• INSTRUCTIONS TO FOLLOW
Please retype the report on the "Careers in Federal Libraries" preconference word for word, in full.

• DOCUMENT EXTRACT

━━━━━━━━━━━━━━━━

By Sarah Smith
On Friday, June 25, 2010, the American Library Association kicked off the "Careers in Federal Libraries" preconference event in the Library of Congress. The event opened with a welcoming speech by Helen Sherman of the Defense Technical Information Center. Afterwards, there was a panel featuring federal librarians of all types who spoke about their careers and gave advice on the application process for jobs with the Federal Government. The panelists included Nancy A. Clark, Director of the Library Network Office at the Department of Veterans Affairs; Kathel Dunn of the National Library of Medicine; Steven Kerchoff, an International Resource Officer with the State Department; David Mao, the Deputy Law Librarian of Congress; Beth Maser of Library Associates Companies; Tiffany Smith of the State Department; and Lynn Stewart of the National Archives and Records Administration.
After the panel of librarians spoke, the floor was opened up for a "speed sharing" event where various presentations were made on topics of interest. Angelique Simmons discussed her involvement in Army Europe as well as how she managed to stay involved with the American Library Association while abroad in Hohenfels, Germany. Michelle Chronister and Allison Snell spoke about the Presidential Management Fellowship, a program which allows those selected to start a two year fellowship that puts them on the "fast track" to a management position with the Federal Government. Michelle Chronister was a Presidential Management Fellow with the U.S. General Services Administration and Allison Snell is a Presidential Management Fellow with the Department of Homeland Security. Jamie Renton gave a presentation on using Elluminate, a web conference tool that allows users to stream video over the internet for on-campus events. Sarah Smith gave a presentation about how students can bring their own "Careers in Federal Libraries Event" to campus. Eugenia Beh, Erica Stiner, Rich Louis, and Joyce Lee discussed the "Careers in Federal Libraries Google Group." Katie McKenzie discussed how students could take advantage of internship opportunities at The Washington Center. Louise Guennther talked about her time as a Fulbright Scholar and how that helped her get a job at the National Archives and Records Administration. The Fulbright Scholar Program allows faculty to go abroad to study, teach, or conduct research in a foreign country. Sarah Scruggs gave a presentation on "Librarianship in a Non-Traditional Setting," advising librarians to emphasize their transferable skills when looking for jobs outside of the traditional library.
After the panel presentations, attendees were given the opportunity to have lunch and network with the panelists and each other. "Careers in Federal Libraries" gave attendees information pertinent to students and new librarians alike and offered them the opportunity to interact with federal librarians. It was a one-of-a-kind experience and I highly recommend that students and new librarians attend the next "Careers in Federal Libraries" event.

━━━━━━━━━━━━━━━━

• RECORDS SHOWN
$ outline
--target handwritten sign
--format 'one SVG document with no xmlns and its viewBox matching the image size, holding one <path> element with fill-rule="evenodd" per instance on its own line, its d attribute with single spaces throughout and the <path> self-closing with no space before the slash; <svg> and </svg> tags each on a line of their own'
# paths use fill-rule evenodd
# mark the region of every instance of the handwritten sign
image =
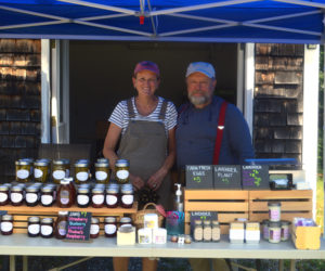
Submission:
<svg viewBox="0 0 325 271">
<path fill-rule="evenodd" d="M 212 166 L 186 166 L 186 189 L 213 189 Z"/>
<path fill-rule="evenodd" d="M 90 224 L 91 212 L 69 211 L 65 240 L 81 242 L 89 241 Z"/>
<path fill-rule="evenodd" d="M 242 189 L 240 166 L 213 166 L 214 189 Z"/>
<path fill-rule="evenodd" d="M 244 190 L 270 189 L 269 166 L 265 165 L 242 166 L 242 183 Z"/>
</svg>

━━━━━━━━━━━━━━━━

• YOUR SOLUTION
By Sarah Smith
On Friday, June 25, 2010, the American Library Association kicked off the "Careers in Federal Libraries" preconference event in the Library of Congress. The event opened with a welcoming speech by Helen Sherman of the Defense Technical Information Center. Afterwards, there was a panel featuring federal librarians of all types who spoke about their careers and gave advice on the application process for jobs with the Federal Government. The panelists included Nancy A. Clark, Director of the Library Network Office at the Department of Veterans Affairs; Kathel Dunn of the National Library of Medicine; Steven Kerchoff, an International Resource Officer with the State Department; David Mao, the Deputy Law Librarian of Congress; Beth Maser of Library Associates Companies; Tiffany Smith of the State Department; and Lynn Stewart of the National Archives and Records Administration.
After the panel of librarians spoke, the floor was opened up for a "speed sharing" event where various presentations were made on topics of interest. Angelique Simmons discussed her involvement in Army Europe as well as how she managed to stay involved with the American Library Association while abroad in Hohenfels, Germany. Michelle Chronister and Allison Snell spoke about the Presidential Management Fellowship, a program which allows those selected to start a two year fellowship that puts them on the "fast track" to a management position with the Federal Government. Michelle Chronister was a Presidential Management Fellow with the U.S. General Services Administration and Allison Snell is a Presidential Management Fellow with the Department of Homeland Security. Jamie Renton gave a presentation on using Elluminate, a web conference tool that allows users to stream video over the internet for on-campus events. Sarah Smith gave a presentation about how students can bring their own "Careers in Federal Libraries Event" to campus. Eugenia Beh, Erica Stiner, Rich Louis, and Joyce Lee discussed the "Careers in Federal Libraries Google Group." Katie McKenzie discussed how students could take advantage of internship opportunities at The Washington Center. Louise Guennther talked about her time as a Fulbright Scholar and how that helped her get a job at the National Archives and Records Administration. The Fulbright Scholar Program allows faculty to go abroad to study, teach, or conduct research in a foreign country. Sarah Scruggs gave a presentation on "Librarianship in a Non-Traditional Setting," advising librarians to emphasize their transferable skills when looking for jobs outside of the traditional library.
After the panel presentations, attendees were given the opportunity to have lunch and network with the panelists and each other. "Careers in Federal Libraries" gave attendees information pertinent to students and new librarians alike and offered them the opportunity to interact with federal librarians. It was a one-of-a-kind experience and I highly recommend that students and new librarians attend the next "Careers in Federal Libraries" event.